Written problem A
Answer these from the earnings call excerpt, one line each:
(i) What does the speaker call the company's number one source of new customer acquisition this year?
(ii) By how much does marketing ROI rise with each new showroom opening?
(iii) Which firm is Dave King with?
Written problem B
Pick up the earnings call excerpt after Dave King's question and carry it forward.

Quoted passage
————————
Yes, and I think to build on that, I think it’s funny - we are asked a lot of questions about increasing levels of marketing, etc, and how does that work in the long run, and I think one thing for everybody to keep in mind is because we have a strong showroom business as well as a D2C business outside of showrooms, we’re really in a fortunate position, so to put it in perspective, this year alone, even with the significant increases in TV advertising, our number one source of new customer acquisition is showrooms. That tells us two things: we have a long runway to acquire customers just with showroom growth; and number two, every time we open a showroom, we get a 2% increase in our ROI on marketing. There’s a real virtuous circle there that will continue to help us drive efficiency in marketing that probably isn’t as obvious externally right now, but we’ll see huge advantages in the next 24 months.

Maria Ripps

Analyst

Great, thank you so much.

Operator

Operator

Our next question is from the line of Dave King with Roth Capital. Please proceed with your question.

Dave King

Analyst

Thanks, morning everyone. First on the 40%-plus growth implied for Q4, how much of that is transaction versus AOV growth, and then how much are you planning to grow marketing to get that revenue?
————————
Given records
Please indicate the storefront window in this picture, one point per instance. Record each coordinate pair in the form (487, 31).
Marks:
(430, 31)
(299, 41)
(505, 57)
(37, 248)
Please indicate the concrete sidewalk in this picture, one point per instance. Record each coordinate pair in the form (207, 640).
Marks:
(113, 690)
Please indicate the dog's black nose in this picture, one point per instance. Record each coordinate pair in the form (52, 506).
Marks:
————————
Response A
(i) Showrooms.
(ii) 2%.
(iii) Roth Capital.

Response B
Jack Krause

Management

I can tell you a couple things. If you look at our--I’ll give you our year-over-year marketing [indiscernible] from the last three years. So year-over-year, ending last year, our marketing grew from $9 million to $18 million, so that was 100% year-over-year This year, we’re going from $18 million to $30 million, so it’s approximately a 60% growth year-over-year. We have growth that’s higher than--our marketing spend growth right now is at a higher rate than our total top line growth; however, as you can see from those numbers, the rate of increase is decreasing and we expect to see that continue to decrease, so we do see an endpoint where we get the efficiencies. We will see an increase approximately--I’d say it’s going to be about 50% to 60% in marketing increase in the quarter over last year, and we’ll see very strong growth.

Dave King

Analyst

And then on the transaction versus AOV, do you have what--

Jack Krause

Management

Yes, so I don’t want to give you the details and the numbers in terms of go forward, because now we’re splitting a quarter. I can tell you for year to date, we are roughly at--we’ll be about in the mid teens in transaction increases and approximately 20% in AOV.

Dave King

Analyst

Okay, that helps. Then as a follow-up on the marketing front, how are the ROIs and efficiencies on the marketing these days? Are the TV ads still performing to your liking? What’s working? Is there anything that isn’t working? Just some color there, I think would be helpful. Thank you.

Jack Krause

Management

Yes, I think right now, ROIs have been relatively stable. We’re not seeing a decrease or necessarily an increase. I think there’s two sets of--you know, there’s headwinds in pricing and competition in terms of cost, and there’s tailwinds in terms of building out our showrooms, so we expect as we go forward for the next 12 months to be looking at pretty stable ROIs based on different combinations. Dave, also I would say we’re roughly--this year, we’re roughly spending at the 12% of marketing--12% of net sales. That will possibly go up just a little bit, but we’ll talk about that in the future, but we don’t see any dramatic changes in terms of--the rates of marketing will not increase faster than the rate of sales in terms of the future as we go forward.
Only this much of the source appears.